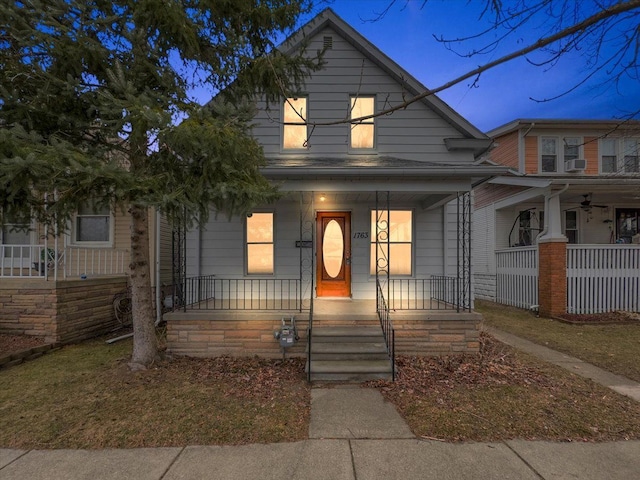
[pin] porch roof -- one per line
(298, 166)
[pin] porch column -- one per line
(552, 262)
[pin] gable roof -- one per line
(328, 18)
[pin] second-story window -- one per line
(555, 152)
(363, 131)
(620, 155)
(549, 157)
(631, 150)
(294, 130)
(608, 155)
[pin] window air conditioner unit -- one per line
(575, 165)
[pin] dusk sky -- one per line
(503, 94)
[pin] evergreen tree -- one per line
(95, 103)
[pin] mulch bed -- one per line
(10, 344)
(608, 318)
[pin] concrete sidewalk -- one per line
(353, 435)
(353, 459)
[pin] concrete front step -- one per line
(349, 351)
(350, 370)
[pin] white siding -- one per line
(415, 133)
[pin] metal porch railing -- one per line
(208, 292)
(387, 327)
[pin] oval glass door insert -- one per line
(332, 249)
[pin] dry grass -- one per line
(84, 397)
(615, 348)
(504, 394)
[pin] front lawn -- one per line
(615, 348)
(84, 396)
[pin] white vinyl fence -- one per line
(603, 278)
(517, 276)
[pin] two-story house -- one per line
(561, 229)
(374, 223)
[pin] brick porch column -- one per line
(552, 276)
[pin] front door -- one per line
(333, 276)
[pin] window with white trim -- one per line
(571, 226)
(620, 155)
(294, 129)
(399, 252)
(260, 244)
(92, 225)
(553, 158)
(362, 132)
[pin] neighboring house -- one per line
(561, 229)
(62, 287)
(374, 221)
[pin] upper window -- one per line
(92, 224)
(260, 244)
(363, 131)
(571, 225)
(294, 130)
(620, 155)
(397, 256)
(555, 151)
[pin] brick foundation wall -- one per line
(552, 278)
(61, 312)
(196, 335)
(210, 334)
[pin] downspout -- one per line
(546, 209)
(157, 259)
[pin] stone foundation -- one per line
(214, 333)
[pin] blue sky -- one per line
(503, 94)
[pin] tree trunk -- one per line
(145, 343)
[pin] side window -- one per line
(260, 243)
(549, 154)
(92, 225)
(294, 130)
(362, 134)
(400, 228)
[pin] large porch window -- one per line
(399, 225)
(260, 242)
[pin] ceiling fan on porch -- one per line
(586, 203)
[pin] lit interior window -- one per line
(362, 132)
(260, 243)
(295, 129)
(399, 231)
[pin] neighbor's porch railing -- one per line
(40, 261)
(208, 292)
(603, 278)
(517, 276)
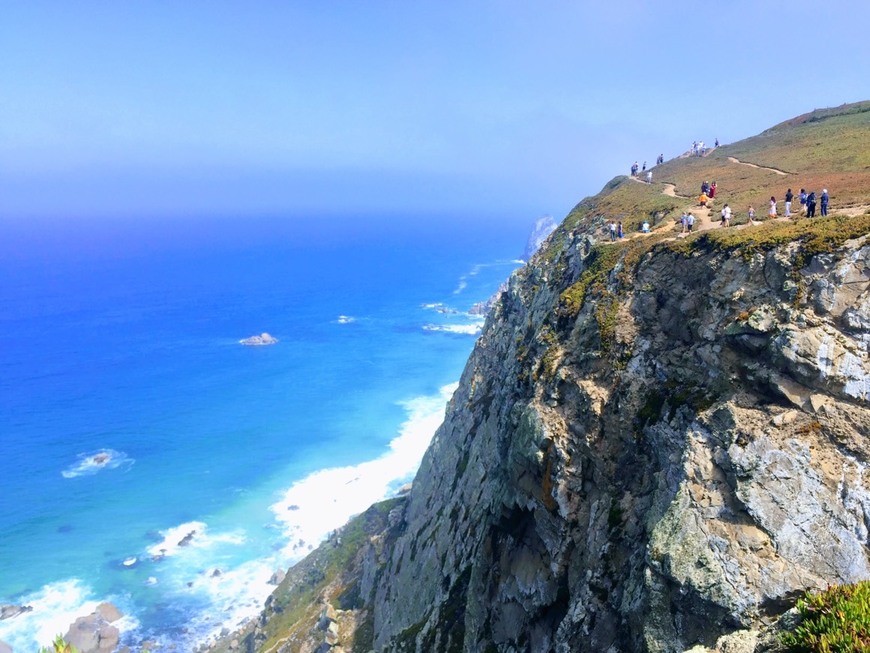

..............................

### [Problem description]
Starting at the line that holds "[pin] lit interior window -- one per line", retype every line through the end of the data, both ends included. Pictures stay out of the copy.

### [Answer box]
[pin] lit interior window -- one per line
(362, 132)
(260, 243)
(295, 129)
(399, 231)
[pin] neighbor's porch railing -- one per line
(40, 261)
(208, 292)
(603, 278)
(517, 276)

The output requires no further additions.